— Extrait —
Le changement climatique bouleverse tous les repères

La hausse des températures et les épisodes de sécheresse modifient déjà les calendriers et les pratiques. Climalait s'intéresse aux moyens de s'adapter et à l'avenir du lait dans les régions françaises.

"Le réchauffement climatique, c’est une évidence. Le sorgho arrive chez nous. C’est un bouleversement des repères. On ne peut plus avoir un itinéraire technique figé. Une année c’est le labour qui sera le plus pertinent pour le colza, et une autre, le semis direct. Il va falloir de la souplesse et s'adapter pour être résilient", témoignait le président du réseau Civam, éleveur dans la Marne, lors d'un débat au Salon aux champs, fin août dernier. "En été, nos vaches souffrent de la chaleur et produisent 15% de lait en moins. Au printemps, ce sont les veaux qui souffrent de plus en plus de problèmes pulmonaires à cause du thermomètre qui fait le yoyo", exprimait un éleveur participant à Climalait, un programme de recherche piloté par le Cniel, et conduit par Idele, les chambres d'agriculture, Arvalis, BTPL, Inra, Météofrance.

— Données fournies —
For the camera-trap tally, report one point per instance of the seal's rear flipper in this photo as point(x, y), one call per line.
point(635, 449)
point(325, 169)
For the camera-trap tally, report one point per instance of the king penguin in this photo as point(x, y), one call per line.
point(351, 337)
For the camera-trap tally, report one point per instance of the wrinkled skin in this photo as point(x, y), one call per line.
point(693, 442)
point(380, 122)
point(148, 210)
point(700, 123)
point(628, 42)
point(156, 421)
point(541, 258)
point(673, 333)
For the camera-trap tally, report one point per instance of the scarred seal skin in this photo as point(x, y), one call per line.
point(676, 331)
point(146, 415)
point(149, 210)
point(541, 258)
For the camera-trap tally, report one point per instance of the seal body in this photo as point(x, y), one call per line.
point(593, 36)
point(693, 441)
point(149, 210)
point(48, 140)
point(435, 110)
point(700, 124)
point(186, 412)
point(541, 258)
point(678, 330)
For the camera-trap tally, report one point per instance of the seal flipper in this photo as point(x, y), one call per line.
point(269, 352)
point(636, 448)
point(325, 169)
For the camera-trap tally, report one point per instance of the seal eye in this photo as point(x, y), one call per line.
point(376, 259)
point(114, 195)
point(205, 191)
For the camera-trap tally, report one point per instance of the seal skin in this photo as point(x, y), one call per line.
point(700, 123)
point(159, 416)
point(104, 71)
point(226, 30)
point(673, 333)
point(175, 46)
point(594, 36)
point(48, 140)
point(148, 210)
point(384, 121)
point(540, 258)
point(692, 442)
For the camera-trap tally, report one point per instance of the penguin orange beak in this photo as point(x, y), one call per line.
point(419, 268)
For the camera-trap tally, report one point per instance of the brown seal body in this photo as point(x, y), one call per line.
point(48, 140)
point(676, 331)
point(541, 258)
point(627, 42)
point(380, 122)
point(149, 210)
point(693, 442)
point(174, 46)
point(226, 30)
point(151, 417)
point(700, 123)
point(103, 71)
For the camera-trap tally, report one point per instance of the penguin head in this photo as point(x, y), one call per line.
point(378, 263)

— Liste des consignes —
[1] D'après l'extrait, de combien la production de lait des vaches diminue-t-elle en été ?
[2] Recopiez le passage de l'extrait compris entre « La hausse des » et « les régions françaises. », inclus, en substituant « canicule » à « sécheresse ».

— Corrigé des exercices —
[1] Elle diminue de 15 %.

[2]
La hausse des températures et les épisodes de canicule modifient déjà les calendriers et les pratiques. Climalait s'intéresse aux moyens de s'adapter et à l'avenir du lait dans les régions françaises.